[[ INFORMATION, beginning ]]
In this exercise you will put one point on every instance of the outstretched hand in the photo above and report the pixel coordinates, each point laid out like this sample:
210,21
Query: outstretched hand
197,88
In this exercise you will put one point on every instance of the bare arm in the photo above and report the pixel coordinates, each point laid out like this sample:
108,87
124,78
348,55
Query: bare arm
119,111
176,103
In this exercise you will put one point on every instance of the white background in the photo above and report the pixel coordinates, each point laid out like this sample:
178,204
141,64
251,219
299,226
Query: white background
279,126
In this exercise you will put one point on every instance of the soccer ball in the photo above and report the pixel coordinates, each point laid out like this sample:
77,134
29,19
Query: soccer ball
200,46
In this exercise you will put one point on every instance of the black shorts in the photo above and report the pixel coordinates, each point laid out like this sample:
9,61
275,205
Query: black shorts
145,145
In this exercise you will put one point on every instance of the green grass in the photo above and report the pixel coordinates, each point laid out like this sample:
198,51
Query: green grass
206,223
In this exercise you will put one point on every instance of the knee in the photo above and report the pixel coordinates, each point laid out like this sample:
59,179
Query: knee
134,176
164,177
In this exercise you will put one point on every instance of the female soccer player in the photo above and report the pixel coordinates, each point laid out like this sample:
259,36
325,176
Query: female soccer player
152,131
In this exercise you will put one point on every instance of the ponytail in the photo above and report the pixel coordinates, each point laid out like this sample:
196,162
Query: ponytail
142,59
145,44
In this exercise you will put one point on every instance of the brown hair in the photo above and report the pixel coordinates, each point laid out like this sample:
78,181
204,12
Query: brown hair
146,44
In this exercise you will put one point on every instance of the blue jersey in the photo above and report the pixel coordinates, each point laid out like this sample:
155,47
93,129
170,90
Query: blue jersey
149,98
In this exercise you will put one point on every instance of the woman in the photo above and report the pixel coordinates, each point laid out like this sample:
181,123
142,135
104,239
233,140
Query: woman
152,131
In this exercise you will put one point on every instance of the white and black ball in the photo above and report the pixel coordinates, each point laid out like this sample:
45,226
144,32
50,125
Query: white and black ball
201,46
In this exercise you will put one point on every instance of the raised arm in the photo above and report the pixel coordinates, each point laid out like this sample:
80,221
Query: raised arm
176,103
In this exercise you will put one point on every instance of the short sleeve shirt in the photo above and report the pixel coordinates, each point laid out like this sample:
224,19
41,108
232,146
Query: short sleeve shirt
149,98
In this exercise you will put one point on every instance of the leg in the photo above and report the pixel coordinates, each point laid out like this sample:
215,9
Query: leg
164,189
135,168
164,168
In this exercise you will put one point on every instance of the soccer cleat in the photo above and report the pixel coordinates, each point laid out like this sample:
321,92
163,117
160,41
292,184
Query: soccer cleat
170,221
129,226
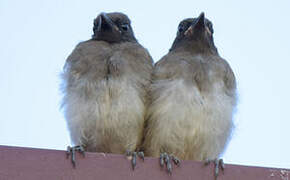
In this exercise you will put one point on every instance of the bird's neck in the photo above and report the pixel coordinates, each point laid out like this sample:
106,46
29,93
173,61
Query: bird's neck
196,47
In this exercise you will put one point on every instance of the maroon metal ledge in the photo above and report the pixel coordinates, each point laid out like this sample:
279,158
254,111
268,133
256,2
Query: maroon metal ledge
41,164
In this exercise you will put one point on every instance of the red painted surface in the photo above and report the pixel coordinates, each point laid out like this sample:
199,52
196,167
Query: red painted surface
41,164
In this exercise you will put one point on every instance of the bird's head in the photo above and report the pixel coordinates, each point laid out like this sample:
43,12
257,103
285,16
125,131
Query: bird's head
113,28
195,34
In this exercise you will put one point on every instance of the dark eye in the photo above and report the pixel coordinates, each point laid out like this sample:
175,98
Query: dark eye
180,29
125,27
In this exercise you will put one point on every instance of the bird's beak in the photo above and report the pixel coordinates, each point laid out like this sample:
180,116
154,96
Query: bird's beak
104,20
197,25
[[ INFORMATION, end ]]
(PROMPT) From top to bottom, restate the records above exactly and omit every picture.

(SOLUTION TO THIS EXERCISE)
In this exercise you will put one point on every instance of the outstretched hand in the photo above and report the pixel coordinates, each point laid out like this sample:
210,21
Query: outstretched hand
197,88
In this exercise you will put one point on every instance of the bare arm in the photo above and report the pixel coordinates, each point laid out like this sample:
108,87
124,78
348,55
Query: bare arm
119,111
176,103
In this exercise you will put one point on every instance of the white background in the photo above and report the pixel coordinates, each point laid out like this sample:
178,204
141,64
251,219
299,226
Query: white background
279,126
In this exercise you will put one point on every instance of the soccer ball in the photo above and report the pixel coordinates, each point laid out like this sample:
77,134
29,19
Query: soccer ball
200,46
In this exercise you will put one point on every instance of the black shorts in the photo above and report the pixel coordinates, each point laid out like this sample:
9,61
275,205
Query: black shorts
145,145
In this exercise you will put one point on every instance of the green grass in the photo above and report the pixel coordinates, each point laid out like this sample:
198,51
Query: green grass
206,223
In this exercise you will put one point on every instance of the knee in the photo above and report the pixel coordinates, each point laid out like this sample:
59,179
Query: knee
134,176
164,177
In this exercise you will put one point on every instance of the female soccer player in the photo above and report the pixel coordinates, each point laid out like this sample:
259,36
325,176
Query: female soccer player
152,131
In this exercise you will put one point on every instance of the ponytail in the photo above and report the pixel coordinates, each point laid out like this sample:
196,162
Query: ponytail
142,59
145,44
In this exercise you will put one point on every instance of the brown hair in the photo above and report the pixel coordinates, each point laid out like this sample:
78,181
204,12
Query: brown hair
146,44
In this exercise you will put one point on every instance of the blue jersey in the photo above and report the pixel coordinates, each point laid out like this sample:
155,47
93,129
170,90
Query: blue jersey
149,98
In this exercise you will put one point on every instance of the woman in the photo above and report the pixel coordinates, each point laid out like this sample:
181,123
142,135
104,239
233,140
Query: woman
152,131
In this exercise you will put one point on every instance of the white and black ball in the photo above and report the pixel coordinates, each point laid out like this sample:
45,226
144,32
50,125
Query: white and black ball
201,46
In this exercise you will put one point on every instance of the raised arm in the photo above and report the pixel coordinates, each point laid out like this sample:
80,221
Query: raised arm
176,103
In this exercise you will put one point on every instance of the short sleeve shirt in the photo above and report the pixel coordinates, each point laid out like this sample:
224,19
41,108
232,146
Query: short sleeve shirt
149,98
In this exercise you will put one point on every instance of the leg in the photo above and report the pixel coordinates, each point laid out like this sample:
215,9
Query: leg
164,189
135,168
164,168
In this exercise you will put one point on every instance of the soccer cleat in the photo above and report the pixel coordinates, each point laid out like this sample:
321,92
163,117
160,41
292,184
Query: soccer cleat
170,221
129,226
In this exercise you will put one point on every instance of the bird's neck in the photo above and report the pixel coordinates, each point laid out like this sample:
106,46
29,93
173,61
Query: bird's neck
196,47
In this exercise you will put one point on every instance of the maroon metal ledge in the photo above and report the pixel coordinates, each point laid out like this sample:
279,158
254,111
268,133
256,2
Query: maroon metal ledge
41,164
In this exercise you will put one point on every instance of the red painted surface in the photo above and report the pixel coordinates, each point laid out like this sample:
199,52
196,167
Query: red painted surface
41,164
In this exercise you will put one point on every instance of the bird's head in the photo above and report the pixel coordinates, each point laid out like this sample:
43,12
257,103
285,16
125,131
Query: bird's head
113,28
195,34
In this exercise you will put one point on every instance of the dark eye in the photo above and report the pixel coordinates, each point laid out like this sample:
175,98
Query: dark eye
180,29
125,27
In this exercise you will put one point on every instance of the bird's beak in the photo above and report the pixel coordinates, each point laid out like this sample:
180,116
154,96
Query: bird's beak
104,20
197,25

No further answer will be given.